### INFORMATION ###
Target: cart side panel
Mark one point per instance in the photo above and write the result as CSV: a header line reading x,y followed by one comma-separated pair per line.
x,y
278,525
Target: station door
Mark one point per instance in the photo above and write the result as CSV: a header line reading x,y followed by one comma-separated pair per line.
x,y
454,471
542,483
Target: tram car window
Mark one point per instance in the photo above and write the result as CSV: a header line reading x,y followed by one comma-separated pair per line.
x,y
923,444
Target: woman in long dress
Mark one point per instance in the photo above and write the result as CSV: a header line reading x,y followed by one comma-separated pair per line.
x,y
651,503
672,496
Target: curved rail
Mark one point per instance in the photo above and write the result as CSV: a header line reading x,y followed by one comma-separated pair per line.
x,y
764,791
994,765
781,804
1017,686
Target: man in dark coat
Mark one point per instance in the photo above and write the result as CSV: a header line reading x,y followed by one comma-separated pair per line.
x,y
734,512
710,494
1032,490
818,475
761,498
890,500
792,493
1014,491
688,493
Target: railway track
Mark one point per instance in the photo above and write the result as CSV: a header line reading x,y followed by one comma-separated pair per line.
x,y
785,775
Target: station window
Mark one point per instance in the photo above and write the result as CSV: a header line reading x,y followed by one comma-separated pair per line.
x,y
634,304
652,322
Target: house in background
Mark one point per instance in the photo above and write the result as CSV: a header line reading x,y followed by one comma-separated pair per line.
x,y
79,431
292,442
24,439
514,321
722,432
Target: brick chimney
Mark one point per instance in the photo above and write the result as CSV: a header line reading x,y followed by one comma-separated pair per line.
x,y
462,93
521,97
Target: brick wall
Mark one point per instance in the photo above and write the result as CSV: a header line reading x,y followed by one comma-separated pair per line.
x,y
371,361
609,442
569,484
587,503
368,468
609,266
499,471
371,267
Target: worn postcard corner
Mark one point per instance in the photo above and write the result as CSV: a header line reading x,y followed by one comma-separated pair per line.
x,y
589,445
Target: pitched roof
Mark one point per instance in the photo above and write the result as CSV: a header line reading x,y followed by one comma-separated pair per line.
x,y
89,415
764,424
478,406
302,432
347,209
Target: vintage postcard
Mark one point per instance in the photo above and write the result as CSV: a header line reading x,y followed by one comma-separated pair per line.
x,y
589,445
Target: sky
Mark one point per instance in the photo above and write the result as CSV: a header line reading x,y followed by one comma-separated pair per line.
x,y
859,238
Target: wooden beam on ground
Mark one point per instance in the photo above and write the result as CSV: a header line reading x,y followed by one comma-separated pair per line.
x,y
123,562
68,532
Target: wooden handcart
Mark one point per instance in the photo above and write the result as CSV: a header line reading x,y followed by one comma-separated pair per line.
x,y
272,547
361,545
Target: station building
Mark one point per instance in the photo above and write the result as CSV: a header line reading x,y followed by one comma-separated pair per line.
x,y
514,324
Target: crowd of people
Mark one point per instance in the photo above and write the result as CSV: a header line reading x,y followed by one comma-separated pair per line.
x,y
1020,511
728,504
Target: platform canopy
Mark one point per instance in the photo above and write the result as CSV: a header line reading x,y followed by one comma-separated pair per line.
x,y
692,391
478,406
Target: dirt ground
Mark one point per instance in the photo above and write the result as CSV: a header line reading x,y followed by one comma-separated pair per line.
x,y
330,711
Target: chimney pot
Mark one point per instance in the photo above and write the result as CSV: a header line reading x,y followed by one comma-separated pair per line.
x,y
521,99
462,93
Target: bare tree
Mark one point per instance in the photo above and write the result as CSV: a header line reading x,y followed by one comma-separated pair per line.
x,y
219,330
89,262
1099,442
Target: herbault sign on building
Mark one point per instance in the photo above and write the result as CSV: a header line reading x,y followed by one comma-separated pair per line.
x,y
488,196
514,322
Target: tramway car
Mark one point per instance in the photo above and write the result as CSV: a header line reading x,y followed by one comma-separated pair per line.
###
WHAT YOU ARE ASKED TO DO: Please write the listing out again, matching each line exactly.

TASK SOLUTION:
Target: cart side panel
Mark one point per instance in the photo above and write the result as CSV: a header line reading x,y followed by one comma-separated pair per line.
x,y
278,525
Target: station door
Mark one point per instance in the photo above and write the result as CSV: a header line reading x,y followed by one comma-separated pair per line.
x,y
454,471
542,483
Target: tram car window
Mark one point per instance in the photo above and write the result as CSV: a header line reading x,y followed by one comma-separated pair per line.
x,y
923,444
Target: woman in long dress
Mark one point per instance in the photo above and write the result as CSV: a header line reading x,y followed by one comma-separated pair per line.
x,y
651,503
672,496
Target: curved rail
Mark one point per instance in the photo above and write the result as CSV: a header line reading x,y followed by one comma-separated pair per line.
x,y
764,791
994,765
781,804
1017,686
Target: man in dark coat
Mark one point per instance in the photo above and write the result as CSV: a header line reading x,y followed by one comma-separated pair per line.
x,y
734,512
710,494
1032,490
818,475
761,498
890,500
792,493
1014,491
688,493
Target: railway track
Mark one point per instance in the photo above and write the result as CSV: a header line reading x,y followed by one comma-separated pair per line.
x,y
785,775
Target: station window
Mark one point per instance in the photo above and write the result as CSV: a header line reading x,y followed by one comma-separated pair per line.
x,y
634,304
652,322
Target: house in background
Mark one point per instance in the photo above and write the result as CSV: a header line reading x,y followed by one comma-separated pair per line.
x,y
79,431
292,442
24,439
514,321
722,432
Target: brick chimney
Mark one point per instance in the photo above and write the result as CSV: a header line reading x,y followed by one comma-separated pair per line.
x,y
462,93
521,97
Target: brick wall
Mark one point per instance in the photo above and write the result as CSV: a header line reading x,y followed by one comma-separated pair per line.
x,y
371,361
609,442
569,484
587,503
368,468
609,266
499,471
371,267
Target: worn postcard corner
Mark one point per instance in the photo above and write the result as CSV: a header line reading x,y followed by one comma-separated pair per line.
x,y
589,445
Target: pitched roof
Mark one point per instance in the photo above and write the result as CSV: a header line reading x,y followed by one comma-separated pair per line.
x,y
89,415
764,424
478,406
302,432
347,209
Target: vintage postcard
Mark one point per instance in the photo above and write the result as CSV: a header line reading x,y followed by one comma-separated pair per line.
x,y
589,445
Target: sky
Mark one point per instance in the photo above and write the result as CSV: a header line reading x,y followed by one comma-separated pair per line.
x,y
859,238
Target: wooden beam on ground
Mark one point per instance in the photo above and write the result as CSV: a header line reading x,y followed by one comma-separated pair per line.
x,y
123,562
68,532
Target: wooden handcart
Mark one point per instance in the photo above and write the result as CSV: a header line reading x,y followed by one comma-separated pair per line.
x,y
272,547
361,545
Target: station building
Mark one point per instance in the photo above and write the result as CSV: a header line reading x,y followed by one comma-separated pair per line.
x,y
514,324
Target: crowd of people
Mark one point per instance in the photo above and write the result as CSV: a header line reading x,y followed by one comma-separated pair per line.
x,y
1020,511
728,504
Target: platform canopy
Mark one point per instance in the photo above and write the result as CSV: a header line reading x,y followed by one comma-separated pair per line.
x,y
692,391
478,406
Target: dirt ground
Mark one point per instance in the photo above and write the result as CSV: a header line reading x,y followed by one comma-separated pair per line.
x,y
330,711
Target: chimney pot
Mark one point per instance in the photo above and write the result as CSV: a header line reading x,y followed by one comma-separated pair per line.
x,y
521,99
462,93
Target: bare tree
Mark one point per instance in the photo above and write the result as CSV: a header line reading x,y followed by one comma-separated pair per line.
x,y
219,330
89,262
1099,442
Target: herbault sign on building
Mark one point per instance in the photo above and write the result as CSV: a header line reading x,y followed by one comma-separated pair per line.
x,y
488,196
514,322
Target: tramway car
Mark one point per instance in the photo above and write the result as CSV: a header line reading x,y followed by one comma-separated pair per line.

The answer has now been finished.